Convert every line of the items below into a JSON array of strings, with one string per line and blank lines omitted.

* Begin GIVEN RECORDS *

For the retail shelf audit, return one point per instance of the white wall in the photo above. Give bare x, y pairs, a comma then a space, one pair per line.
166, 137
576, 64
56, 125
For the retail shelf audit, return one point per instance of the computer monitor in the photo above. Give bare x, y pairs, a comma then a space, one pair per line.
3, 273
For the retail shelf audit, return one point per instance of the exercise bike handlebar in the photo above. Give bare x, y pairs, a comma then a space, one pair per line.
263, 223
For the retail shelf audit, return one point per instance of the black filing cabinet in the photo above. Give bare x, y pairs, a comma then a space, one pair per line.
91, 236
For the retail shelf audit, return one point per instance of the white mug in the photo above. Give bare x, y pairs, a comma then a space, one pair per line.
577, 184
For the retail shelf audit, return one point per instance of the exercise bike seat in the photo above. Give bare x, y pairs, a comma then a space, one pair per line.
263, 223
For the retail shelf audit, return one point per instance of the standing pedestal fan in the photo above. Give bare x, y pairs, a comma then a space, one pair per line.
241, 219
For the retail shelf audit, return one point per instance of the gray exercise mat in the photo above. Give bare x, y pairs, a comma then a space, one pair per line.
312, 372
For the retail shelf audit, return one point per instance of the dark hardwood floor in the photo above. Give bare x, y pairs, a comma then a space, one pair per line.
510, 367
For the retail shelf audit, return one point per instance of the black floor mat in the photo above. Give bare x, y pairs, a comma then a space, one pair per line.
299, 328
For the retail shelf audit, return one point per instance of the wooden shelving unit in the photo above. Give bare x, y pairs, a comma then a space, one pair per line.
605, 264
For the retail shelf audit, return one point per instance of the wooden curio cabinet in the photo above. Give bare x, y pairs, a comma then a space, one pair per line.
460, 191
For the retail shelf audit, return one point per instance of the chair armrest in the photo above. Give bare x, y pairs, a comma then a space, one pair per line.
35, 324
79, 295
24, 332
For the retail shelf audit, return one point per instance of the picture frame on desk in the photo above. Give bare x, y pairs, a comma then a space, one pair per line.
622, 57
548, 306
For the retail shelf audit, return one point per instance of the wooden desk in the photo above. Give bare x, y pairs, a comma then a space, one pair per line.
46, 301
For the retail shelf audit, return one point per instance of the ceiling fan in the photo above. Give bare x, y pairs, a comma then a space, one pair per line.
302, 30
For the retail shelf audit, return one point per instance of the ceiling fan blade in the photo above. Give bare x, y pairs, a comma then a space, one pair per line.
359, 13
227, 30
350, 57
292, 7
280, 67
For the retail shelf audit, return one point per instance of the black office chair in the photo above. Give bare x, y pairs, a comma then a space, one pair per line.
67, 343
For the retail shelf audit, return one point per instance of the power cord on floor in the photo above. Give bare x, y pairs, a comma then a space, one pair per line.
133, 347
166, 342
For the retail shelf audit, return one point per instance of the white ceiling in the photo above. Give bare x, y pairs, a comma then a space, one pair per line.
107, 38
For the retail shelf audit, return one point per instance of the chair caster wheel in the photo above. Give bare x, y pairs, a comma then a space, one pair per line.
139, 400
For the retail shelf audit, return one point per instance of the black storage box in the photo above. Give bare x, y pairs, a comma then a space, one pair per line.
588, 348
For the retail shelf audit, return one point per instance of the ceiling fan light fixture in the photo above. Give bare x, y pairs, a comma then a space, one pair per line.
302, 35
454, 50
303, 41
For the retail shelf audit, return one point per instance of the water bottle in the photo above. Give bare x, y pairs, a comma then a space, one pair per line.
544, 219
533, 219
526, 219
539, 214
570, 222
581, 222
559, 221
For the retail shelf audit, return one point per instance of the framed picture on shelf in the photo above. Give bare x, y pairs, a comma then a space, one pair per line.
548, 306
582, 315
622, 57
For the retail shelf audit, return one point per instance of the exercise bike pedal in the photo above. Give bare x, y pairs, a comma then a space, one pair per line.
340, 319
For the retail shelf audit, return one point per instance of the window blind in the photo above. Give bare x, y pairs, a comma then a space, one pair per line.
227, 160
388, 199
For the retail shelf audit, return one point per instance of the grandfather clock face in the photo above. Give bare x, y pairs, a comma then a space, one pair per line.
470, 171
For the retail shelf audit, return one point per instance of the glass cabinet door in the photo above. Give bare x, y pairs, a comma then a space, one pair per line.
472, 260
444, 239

* End GIVEN RECORDS *

» WORKED ANSWER:
[
  "For the retail shelf audit, return one point per instance of the white wall in the photo above. Give bare x, y pairs, a comma then a space, one pair per line.",
  "166, 137",
  "576, 64",
  "56, 125",
  "For the retail shelf audit, return one point per instance of the computer monitor in the photo above. Give bare x, y pairs, a comma then a space, one pair per line.",
  "3, 273",
  "For the retail shelf audit, return one point per instance of the exercise bike handlebar in the photo above. Give bare x, y pairs, a comma then a space, one pair per line.",
  "263, 223",
  "For the retail shelf audit, return one point per instance of the black filing cabinet in the photo above. Give bare x, y pairs, a comma then a space, one pair per line.",
  "91, 236",
  "For the retail shelf audit, return one point per instance of the white mug in the photo above. Give bare x, y pairs, a comma then a space, one pair per line.",
  "577, 184",
  "For the retail shelf audit, return one point per instance of the exercise bike seat in the photo above. Give bare x, y pairs, a comma then a space, one pair per line.",
  "263, 223",
  "For the retail shelf audit, return one point per instance of the standing pedestal fan in the photo above. Give bare x, y pairs, a comma then a space, one pair per line.",
  "241, 219",
  "For the retail shelf audit, return one point per instance of the gray exercise mat in the photo above. Give bare x, y pairs, a comma then a space, one pair per line.",
  "312, 372",
  "For the retail shelf audit, return one point per instance of the dark hardwood floor in the photo above. Give bare x, y pairs, a comma then a space, one pair per line.",
  "510, 367",
  "For the retail shelf audit, return one point per instance of the black floor mat in the photo above. Give bare x, y pairs, a comma then a space, one pair per line.",
  "299, 328",
  "For the retail shelf audit, return one point per instance of the wooden shelving unit in the photo above. Give bare x, y pairs, a comma then a space, one pair per line.",
  "605, 264",
  "For the retail shelf audit, return one point per instance of the wooden curio cabinet in the photo above. Give bare x, y pairs, a comma then a space, one pair per line.",
  "460, 191",
  "For the retail shelf audit, return one point per instance of the chair armrest in the photo above. Give bare x, y pairs, a comma then a space, one pair per line.",
  "35, 324",
  "79, 295",
  "24, 332",
  "For the retail shelf audit, return one point per instance of the picture frame on desk in the photo above. Give bare x, y pairs, a comma then a space, one pair per line.",
  "622, 57",
  "548, 306",
  "For the retail shelf audit, return one point per instance of the wooden desk in the photo above. Give bare x, y pairs, a comma then a space, one pair per line.",
  "46, 301",
  "For the retail shelf audit, return one point per instance of the ceiling fan in the photo above. Give bare x, y pairs, a comma then a space, one pair per line.",
  "302, 30",
  "For the retail shelf audit, return one point per instance of the ceiling fan blade in the photo above. Give bare x, y pairs, a comma then a space, one pair per line.",
  "359, 13",
  "227, 30",
  "350, 57",
  "292, 7",
  "280, 67",
  "For the retail shelf audit, return one point per instance of the black office chair in the photo above. Give bare x, y pairs, a comma then a space, one pair per line.",
  "67, 343",
  "For the retail shelf audit, return one point per instance of the power cord on floor in the photo above. Give bare x, y pairs, a comma then a space, one pair per line.",
  "133, 347",
  "166, 342",
  "For the retail shelf audit, return one point per instance of the white ceiling in the photo above. Give bare x, y pairs, a comma then a space, one pair per line.",
  "107, 38",
  "For the retail shelf audit, return one point per instance of the chair caster wheel in the photo above. Give bare x, y pairs, a comma then a space, one pair per line.",
  "139, 400",
  "For the retail shelf audit, return one point per instance of the black storage box in the photo above. Give bare x, y pairs, a comma then a space, one pair per line.",
  "588, 348",
  "For the retail shelf audit, return one point per instance of the ceiling fan light fixture in the photo above. Give bare x, y pairs, a comma then a space, one pair per line.",
  "302, 35",
  "454, 50",
  "303, 41",
  "For the retail shelf audit, return one point per instance of the water bottle in the photo above. Give bare x, y pairs, a comma then a space, one pair per line.",
  "544, 219",
  "533, 219",
  "526, 219",
  "539, 214",
  "570, 222",
  "581, 222",
  "559, 221",
  "For the retail shelf audit, return one point per instance of the framed picture on shelf in the photo above. Give bare x, y pairs, a comma then a space, one pair per line.",
  "548, 306",
  "582, 315",
  "622, 57",
  "For the retail shelf audit, return one point per instance of the exercise bike pedal in the photo above. Give bare x, y pairs, a comma then a space, one pair per line.",
  "340, 319",
  "For the retail shelf audit, return one point per instance of the window blind in the photo above. Give bare x, y pairs, a comma then a space, one pair per line.",
  "227, 160",
  "388, 199",
  "For the retail shelf audit, return one point per instance of the grandfather clock face in the photo above. Give bare x, y pairs, a comma then a space, one pair per line.",
  "470, 171",
  "For the retail shelf audit, return one point per instance of the glass cabinet door in the photo above. Give bare x, y pairs, a comma then a space, one pair per line.",
  "472, 260",
  "444, 239"
]